-- BEGIN Material for the task --

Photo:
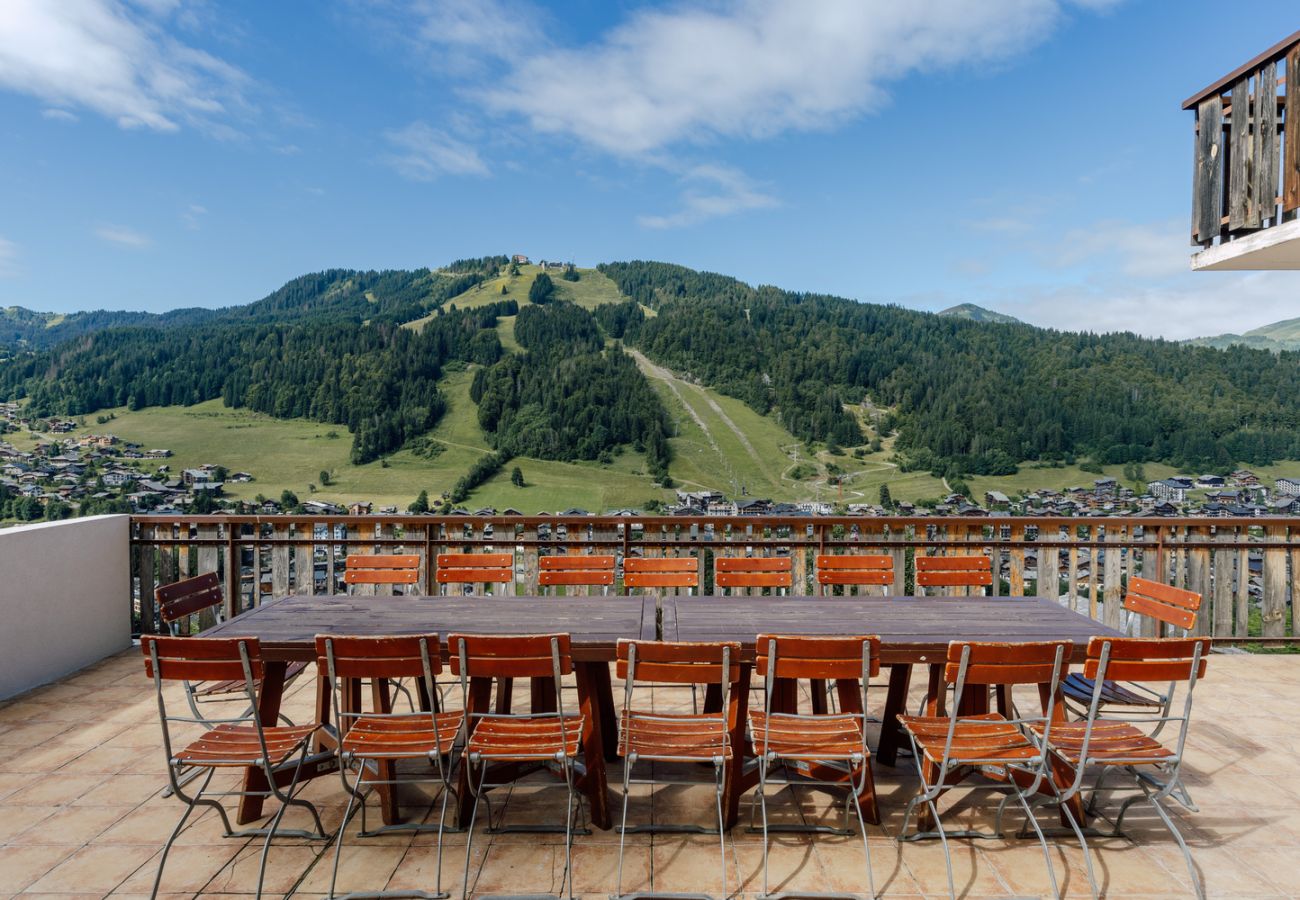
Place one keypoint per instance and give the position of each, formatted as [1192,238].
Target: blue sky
[1027,155]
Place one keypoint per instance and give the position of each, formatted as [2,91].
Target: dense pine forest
[965,397]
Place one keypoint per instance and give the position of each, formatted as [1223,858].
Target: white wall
[65,598]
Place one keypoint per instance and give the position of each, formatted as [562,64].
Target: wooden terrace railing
[1247,146]
[1244,567]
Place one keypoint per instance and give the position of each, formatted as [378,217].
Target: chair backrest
[854,570]
[508,656]
[661,572]
[984,663]
[183,598]
[380,569]
[954,571]
[1165,604]
[475,569]
[575,570]
[828,658]
[1147,658]
[736,572]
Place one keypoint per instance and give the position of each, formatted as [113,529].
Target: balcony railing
[1244,570]
[1247,147]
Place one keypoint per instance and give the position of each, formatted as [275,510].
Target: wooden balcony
[1247,164]
[1243,567]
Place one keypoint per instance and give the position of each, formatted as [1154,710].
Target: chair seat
[238,745]
[529,738]
[1113,743]
[806,736]
[393,738]
[1079,688]
[979,739]
[237,686]
[674,736]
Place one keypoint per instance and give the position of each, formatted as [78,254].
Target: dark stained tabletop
[910,628]
[287,627]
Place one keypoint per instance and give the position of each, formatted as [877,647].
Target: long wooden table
[287,627]
[913,630]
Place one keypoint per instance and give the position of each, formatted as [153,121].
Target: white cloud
[711,191]
[116,60]
[421,152]
[8,258]
[750,68]
[124,237]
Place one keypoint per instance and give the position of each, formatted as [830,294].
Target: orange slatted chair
[657,572]
[1170,608]
[239,741]
[373,569]
[178,602]
[837,740]
[1118,745]
[953,572]
[476,569]
[572,570]
[687,738]
[538,736]
[948,748]
[373,741]
[736,574]
[853,570]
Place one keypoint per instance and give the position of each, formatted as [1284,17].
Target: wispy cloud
[8,258]
[124,237]
[711,191]
[118,60]
[752,69]
[423,152]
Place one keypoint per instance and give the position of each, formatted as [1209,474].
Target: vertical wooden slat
[1222,584]
[1113,597]
[1291,163]
[1266,141]
[1208,197]
[1243,206]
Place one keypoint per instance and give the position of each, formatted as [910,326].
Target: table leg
[594,782]
[896,704]
[268,712]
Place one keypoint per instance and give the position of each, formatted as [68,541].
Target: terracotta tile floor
[81,769]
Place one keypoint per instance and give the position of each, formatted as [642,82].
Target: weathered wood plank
[1208,191]
[1291,164]
[1243,206]
[1266,141]
[1273,605]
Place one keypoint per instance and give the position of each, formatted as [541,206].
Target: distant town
[68,474]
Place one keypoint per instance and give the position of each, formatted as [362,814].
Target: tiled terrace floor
[81,769]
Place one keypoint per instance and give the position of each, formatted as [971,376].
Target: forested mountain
[966,397]
[970,397]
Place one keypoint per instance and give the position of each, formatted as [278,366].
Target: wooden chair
[1171,609]
[550,738]
[1118,745]
[687,738]
[577,574]
[750,574]
[850,571]
[239,741]
[659,572]
[953,572]
[476,569]
[373,741]
[837,741]
[967,740]
[381,571]
[202,596]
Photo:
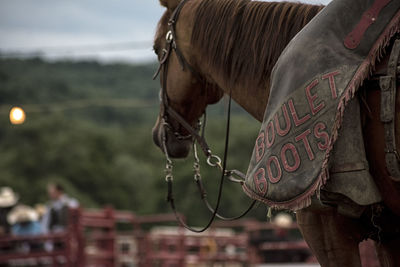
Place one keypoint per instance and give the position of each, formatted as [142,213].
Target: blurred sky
[105,30]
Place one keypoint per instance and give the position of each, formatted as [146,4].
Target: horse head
[184,93]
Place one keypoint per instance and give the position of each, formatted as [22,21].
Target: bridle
[168,112]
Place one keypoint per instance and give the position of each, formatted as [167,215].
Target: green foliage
[102,153]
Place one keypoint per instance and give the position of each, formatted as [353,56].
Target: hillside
[89,126]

-- END Material for the task --

Reproduce every entry exactly, but omit each picture.

Photo:
Place one keypoint per instance and give the position of each, formatted as [1192,238].
Target: blue sky
[1027,155]
Place one keypoint per instance and give the position of each, formatted as [2,91].
Target: dense pine forest
[965,397]
Place one keypoint per instance and give the position of each, formatted as [1223,858].
Target: white wall
[65,598]
Place one keypoint per instance and give the position of each, formatted as [562,64].
Target: wooden terrace railing
[1247,146]
[1244,567]
Place one keypoint per instance and give the position of each, formatted as [378,217].
Target: chair backrest
[854,570]
[508,656]
[661,572]
[984,663]
[183,598]
[380,569]
[954,571]
[1165,604]
[475,569]
[575,570]
[828,658]
[1147,658]
[736,572]
Place one keypoint per instance and give the position of each, formatted as [113,529].
Target: balcony railing
[1244,570]
[1247,147]
Place one keypoint per instance and give the position of each, formatted as [275,510].
Target: wooden balcony
[1247,164]
[1243,567]
Place one keypoint per instance and give the position of each, formatted as [1154,710].
Target: chair seat
[238,745]
[529,738]
[1113,743]
[806,736]
[393,738]
[1079,688]
[979,739]
[237,686]
[674,736]
Place one keypoint per instance and give the position of each, formatted as [78,254].
Target: dark stained tabletop
[910,628]
[287,627]
Place one keypoint per instance and give the position of each, formatted as [877,647].
Target: long wooden table
[287,627]
[913,630]
Place one keypoint per instance and give the position of each, formatted as [153,121].
Target: white cloud
[711,191]
[116,60]
[421,152]
[8,258]
[750,68]
[124,237]
Place one keypoint per instance and give the position of each, formatted as [830,294].
Target: orange slatted chair
[657,572]
[1170,608]
[239,741]
[373,569]
[178,602]
[837,740]
[1118,745]
[953,572]
[476,569]
[572,570]
[687,738]
[538,736]
[948,748]
[373,741]
[736,574]
[853,570]
Place one keypoint per instance and give the position of each, formatted as [1284,17].
Target: wispy cloud
[8,258]
[124,237]
[711,191]
[118,60]
[752,69]
[423,152]
Place one keypoint per instance and give the position of each, formatted as [1209,474].
Target: vertical wooden slat
[1222,584]
[1113,597]
[1291,163]
[1266,141]
[1208,197]
[1243,206]
Place one keypoint per instance and give the position of each, formatted as [910,326].
Target: table leg
[594,782]
[896,704]
[268,712]
Place one keypoint per instance and give the position of each, formatted as [68,541].
Target: terracotta tile floor
[81,769]
Place one keypoint per instance and give the position of each, formatted as [642,82].
Target: weathered wood plank
[1208,191]
[1291,164]
[1243,206]
[1266,141]
[1273,605]
Place one keypoint per instance and give the position of each, formatted as [541,206].
Target: distant town
[68,474]
Place one keypoint per instance and give the position of each, formatted as [362,814].
Target: tiled terrace floor
[81,769]
Place one keypoint per instance and give the position of each, formatted as [971,376].
Target: forested mountain
[966,397]
[970,397]
Place one keypoint per instance and give the position of each, formatted as [278,366].
Target: wooden chair
[1171,609]
[550,738]
[1118,745]
[687,738]
[577,574]
[750,574]
[850,571]
[239,741]
[659,572]
[953,572]
[476,569]
[373,741]
[837,741]
[967,740]
[381,571]
[202,596]
Photo:
Place one keypoint per instance and give the position of each, formatted as [142,213].
Target: blurred sky
[105,30]
Place one keypoint per instance and give the position of each, formatted as [146,4].
Target: horse head
[184,93]
Place one keypoint per instance and give the position of each, formatted as [22,21].
Target: bridle
[168,112]
Place one keypoint per instance and give the position of each, formatted as [167,215].
Target: green foliage
[102,153]
Place one keypoint per instance and give the position of each, formatted as [353,56].
Target: hillside
[89,126]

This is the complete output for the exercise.